Exercise prompt: Output each entry below as it stands, leaving out every picture.

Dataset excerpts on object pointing
● ● ● ● ●

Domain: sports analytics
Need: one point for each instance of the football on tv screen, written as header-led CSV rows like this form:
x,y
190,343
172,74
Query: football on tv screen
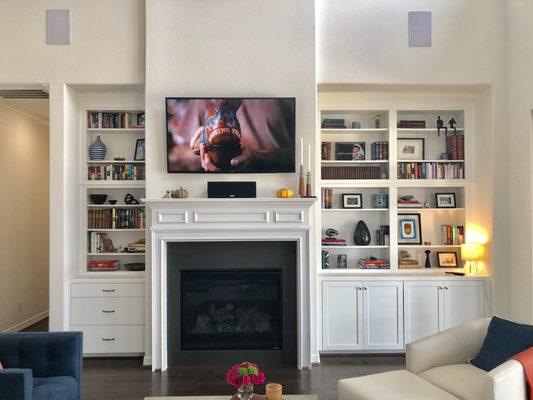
x,y
230,135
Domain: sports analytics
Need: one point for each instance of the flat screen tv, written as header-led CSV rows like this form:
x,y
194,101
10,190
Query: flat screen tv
x,y
230,135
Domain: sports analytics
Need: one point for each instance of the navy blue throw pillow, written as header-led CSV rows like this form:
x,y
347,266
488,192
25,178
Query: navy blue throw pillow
x,y
504,339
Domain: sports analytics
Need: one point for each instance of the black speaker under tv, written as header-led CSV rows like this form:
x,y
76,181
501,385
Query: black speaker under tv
x,y
230,135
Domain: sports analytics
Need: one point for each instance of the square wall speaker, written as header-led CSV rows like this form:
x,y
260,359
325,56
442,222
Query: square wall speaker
x,y
420,29
58,27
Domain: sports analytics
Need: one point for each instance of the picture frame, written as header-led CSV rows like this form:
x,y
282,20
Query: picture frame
x,y
350,151
445,200
140,154
409,229
447,259
352,200
411,149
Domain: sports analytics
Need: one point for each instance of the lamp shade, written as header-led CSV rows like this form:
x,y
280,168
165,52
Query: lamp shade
x,y
472,252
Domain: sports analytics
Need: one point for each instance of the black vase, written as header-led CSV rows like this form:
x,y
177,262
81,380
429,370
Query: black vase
x,y
361,235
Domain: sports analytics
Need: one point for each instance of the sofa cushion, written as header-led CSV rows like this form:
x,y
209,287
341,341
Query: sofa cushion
x,y
394,385
504,339
462,380
55,388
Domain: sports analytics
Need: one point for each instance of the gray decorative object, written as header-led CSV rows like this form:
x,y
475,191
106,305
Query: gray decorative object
x,y
361,236
97,150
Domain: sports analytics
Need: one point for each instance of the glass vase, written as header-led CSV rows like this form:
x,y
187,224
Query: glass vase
x,y
245,392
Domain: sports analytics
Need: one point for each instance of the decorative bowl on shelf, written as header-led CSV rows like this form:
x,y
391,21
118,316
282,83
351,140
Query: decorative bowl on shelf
x,y
98,198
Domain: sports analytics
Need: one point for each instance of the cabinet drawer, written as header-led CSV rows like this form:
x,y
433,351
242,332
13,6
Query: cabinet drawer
x,y
107,311
107,290
111,339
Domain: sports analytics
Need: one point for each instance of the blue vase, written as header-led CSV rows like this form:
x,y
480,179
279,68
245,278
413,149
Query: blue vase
x,y
97,150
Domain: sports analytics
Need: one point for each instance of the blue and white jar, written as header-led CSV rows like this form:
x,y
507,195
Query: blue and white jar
x,y
97,150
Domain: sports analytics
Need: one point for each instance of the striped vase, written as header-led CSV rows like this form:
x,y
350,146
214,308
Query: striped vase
x,y
97,150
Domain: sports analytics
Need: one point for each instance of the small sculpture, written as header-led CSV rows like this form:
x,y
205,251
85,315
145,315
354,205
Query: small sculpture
x,y
440,125
428,263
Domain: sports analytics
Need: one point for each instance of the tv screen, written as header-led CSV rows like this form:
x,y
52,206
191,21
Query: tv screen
x,y
218,135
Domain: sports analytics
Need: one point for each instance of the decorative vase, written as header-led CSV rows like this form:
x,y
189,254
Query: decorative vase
x,y
245,392
97,150
361,235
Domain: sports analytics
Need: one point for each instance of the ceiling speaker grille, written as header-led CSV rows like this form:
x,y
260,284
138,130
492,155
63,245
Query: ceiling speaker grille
x,y
23,94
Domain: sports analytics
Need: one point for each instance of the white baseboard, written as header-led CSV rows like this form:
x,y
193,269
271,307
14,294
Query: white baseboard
x,y
29,322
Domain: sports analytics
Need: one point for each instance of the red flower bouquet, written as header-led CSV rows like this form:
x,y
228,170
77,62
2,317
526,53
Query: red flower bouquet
x,y
245,373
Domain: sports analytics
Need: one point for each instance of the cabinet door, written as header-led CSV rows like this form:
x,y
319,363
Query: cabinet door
x,y
463,302
342,315
383,315
422,309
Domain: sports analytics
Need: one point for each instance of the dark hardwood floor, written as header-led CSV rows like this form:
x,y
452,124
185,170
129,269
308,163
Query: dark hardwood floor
x,y
127,379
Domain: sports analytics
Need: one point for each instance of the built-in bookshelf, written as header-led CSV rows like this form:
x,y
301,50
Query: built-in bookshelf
x,y
395,154
112,233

● ● ● ● ●

Result:
Domain: sports analytics
Need: one point for each instance of the football on tv screen, written as header-led CSV rows like this form:
x,y
190,343
172,74
Query: football on tv screen
x,y
230,135
Domain: sports analytics
Need: one point for each instance of the flat screen tv, written as header-led CSV rows like this form:
x,y
194,101
10,190
Query: flat screen tv
x,y
230,135
Domain: sports analytics
Need: one point for each instance of the navy blue throw pillow, written as header-led CSV rows like this form:
x,y
347,266
488,192
25,178
Query: navy blue throw pillow
x,y
504,339
Domain: sports analytics
Need: one point for each instance of the black speaker under tv, written as header-led CSV rows like this form:
x,y
76,181
501,385
Query: black speaker under tv
x,y
230,135
Domain: sports analytics
Need: one point for each instance of the square wall speaker, written as header-led CSV rows like this form:
x,y
260,359
325,56
442,222
Query: square wall speaker
x,y
420,29
58,27
Domain: sports analytics
Need: one point for each instance of the picture frame, written as header-led CSV rows like this form:
x,y
282,20
Query: picture frame
x,y
350,151
445,200
140,154
409,229
447,259
352,200
411,149
Domain: sports analytics
Need: one point for each instance of the lamp shade, written as header-led CSV rows like this form:
x,y
280,168
165,52
Query: lamp shade
x,y
472,252
Domain: sports analytics
Need: one point for each instance of the black vase, written as header-led CSV rows like this form:
x,y
177,262
81,380
429,370
Query: black vase
x,y
361,235
Domain: sports analytics
Need: one point for each instance of the sofa cushion, written as header-led CSV rows like this form:
x,y
209,287
341,341
Query: sofa cushion
x,y
394,385
504,339
462,380
55,388
Domain: sports analytics
Need: one point for each instance of the gray decorative object, written as header-led CSV rows like this form:
x,y
475,191
106,305
Query: gray decorative object
x,y
361,236
97,150
Domain: sports analytics
Need: one point for each instance of the glass vase, written as header-led CSV rows like this form:
x,y
187,224
Query: glass vase
x,y
245,392
Domain: sports analytics
Need: one point for each instance of the decorative bowl on shelf, written as header-led CSV rows like this form:
x,y
391,21
118,316
282,83
351,140
Query: decorative bowl on shelf
x,y
98,198
Domain: sports analytics
Need: one point for each instance of the cabinet drawer, written as header-led CSV rows like this form:
x,y
433,351
242,332
13,6
Query: cabinet drawer
x,y
107,311
107,290
111,339
Domain: sports analytics
Need: one point for each instance of the blue vase, written as header-led CSV rows like this form:
x,y
480,179
279,68
245,278
413,149
Query: blue vase
x,y
97,150
Domain: sports analytics
Need: one point for each instance of the blue and white jar, written as header-led CSV rows like this form:
x,y
507,195
Query: blue and white jar
x,y
97,150
Domain: sports analytics
Need: one point for each instance of the striped vase, written as header-led CSV rows like this form:
x,y
350,146
214,308
Query: striped vase
x,y
97,150
Domain: sports analytics
Need: one point for each instance of the small sculpture, written as header-led CSV rows like this form:
x,y
205,251
85,315
145,315
354,205
Query: small sculpture
x,y
440,125
428,263
Domain: sports analytics
Need: one point for each instance of the tv screen, written as header-led CSV rows like this form:
x,y
52,206
191,21
Query: tv screen
x,y
218,135
Domain: sports analytics
Need: one point for each instance of the decorative vase, written as header-led CSV rows like this form:
x,y
189,254
Query: decorative vase
x,y
245,392
97,150
361,235
Domain: sports analytics
Need: one point for each instance of the ceiling speaker grille, written as header-led CSV rows like this form:
x,y
260,284
138,130
492,155
63,245
Query: ceiling speaker grille
x,y
23,94
Domain: sports analytics
Need: one point for each instance of the white baseboard, written as header-led CSV rows like this form:
x,y
193,269
271,307
14,294
Query: white baseboard
x,y
29,322
Domain: sports analytics
Need: one point for each instance of the red flower bouquet, written as header-led CSV rows like this form:
x,y
228,170
77,62
2,317
526,53
Query: red flower bouquet
x,y
245,373
Domain: sports analytics
Need: one point for each instance of the cabinet door, written as header-led CSV rows like this form:
x,y
319,363
Query: cabinet door
x,y
463,302
342,315
383,315
422,309
Domain: sports analytics
Need: one point for each instance of the dark hardwood floor, written as header-led CSV rows like this form:
x,y
452,124
185,170
129,269
308,163
Query: dark hardwood floor
x,y
127,379
Domain: sports analytics
Need: one point for each instance of the built-in bookshelf, written as header-led CSV rows like this form:
x,y
301,50
Query: built-in bookshelf
x,y
395,154
112,233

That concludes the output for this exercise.